◆ LISTA DE ATIVIDADES
1. Extraia do texto sobre a arte na pandemia o trecho que se inicia nas palavras "No Instituto Usiminas" e se encerra em "nunca antes executadas.".
2. Escreva a continuação do texto sobre a arte na pandemia, começando logo após a última frase apresentada.

Muitas eram as perguntas, e ainda são. Mas, voltando a Ferreira Gullar, ainda bem que a arte existe! E desde a era pré-histórica, até hoje, vem nos auxiliando no processo de autocompreensão humana. Diante do cenário tão duro e triste trazido pela Covid-19, a arte se apresenta, mais uma vez, como um respiro pra alma.

Percebemos, portanto, que mesmo tendo que desacelerar do fazer artístico em curso, linguagens já existentes ganhavam ainda mais força, espaço e reconhecimento por serem uma alternativa possível de sobrevivência mental e emocional em meio a este mundo caótico. A música, os livros, os filmes, séries e diversas outras iniciativas invadiram de forma ainda mais intensa as nossas rotinas. E como são ótimas companhias!

No Instituto Usiminas trabalhamos há 27 anos com responsabilidade social. E os desafios do terceiro setor são sempre inúmeros, mas, na minha visão, nada comparado ao que vivemos em 2020. Todo o planejamento que tínhamos para um ano cheio de ótimas expectativas foi alterado em menos de 15 dias. Precisamos nos reinventar e nos conectar com os nossos públicos e com as comunidades de outras formas; muitas vezes, nunca antes executadas.

◆ DADOS DE ENTRADA
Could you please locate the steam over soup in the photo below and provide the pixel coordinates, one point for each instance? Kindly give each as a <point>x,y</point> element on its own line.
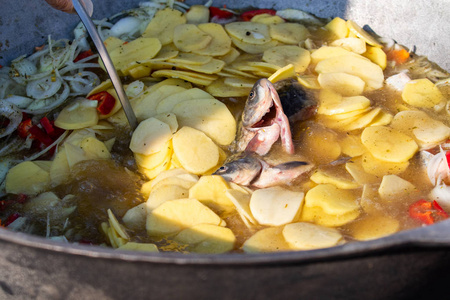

◆ RESPOSTAS DO EXERCÍCIO
1.
No Instituto Usiminas trabalhamos há 27 anos com responsabilidade social. E os desafios do terceiro setor são sempre inúmeros, mas, na minha visão, nada comparado ao que vivemos em 2020. Todo o planejamento que tínhamos para um ano cheio de ótimas expectativas foi alterado em menos de 15 dias. Precisamos nos reinventar e nos conectar com os nossos públicos e com as comunidades de outras formas; muitas vezes, nunca antes executadas.

2.
Como nossos Teatros tiveram que ser fechados, fomos para as ruas, convocamos os artistas para uma experiência inusitada, a de realizar apresentações a bordo de um minitrio, levando música, contação de histórias, poesia e espetáculos para que as pessoas pudessem assistir de dentro de suas casas, evitando aglomerações. Nascia o Circuito Comunidade. O resultado desta ação foi, sem dúvida, mais um dos respiros que a arte traz para a alma. Pessoas emocionadas e agradecidas ao serem “abraçadas”, todos os domingos pela manhã, desde o mês de maio, por apresentações musicais, boas histórias, belas poesias. Em alguns desses dias de minitrio, deixamos na porta das casas uma muda de árvore, um sinal de esperança e parceria. Em troca, as pessoas doaram alimentos para que, juntos, pudéssemos formar uma grande rede de solidariedade em favor daqueles que mais necessitavam. Desde maio, minitrios já circularam pelas cidades de Ipatinga (MG), Itatiaiuçu (MG), Itaúna (MG) e Cubatão (MG), beneficiando um público de 35 mil pessoas.

Outra iniciativa que implantamos foi o projeto Delivery de Livros. Com a Biblioteca Central de Ideias do Instituto Usiminas fechada, um motoboy literário passou a ir até a casa das pessoas, gratuitamente, fazendo empréstimos de livros para os sócios da Biblioteca. O resultado foi a entrega gratuita de mais de 500 livros para 40 bairros de cidades do Vale do Aço.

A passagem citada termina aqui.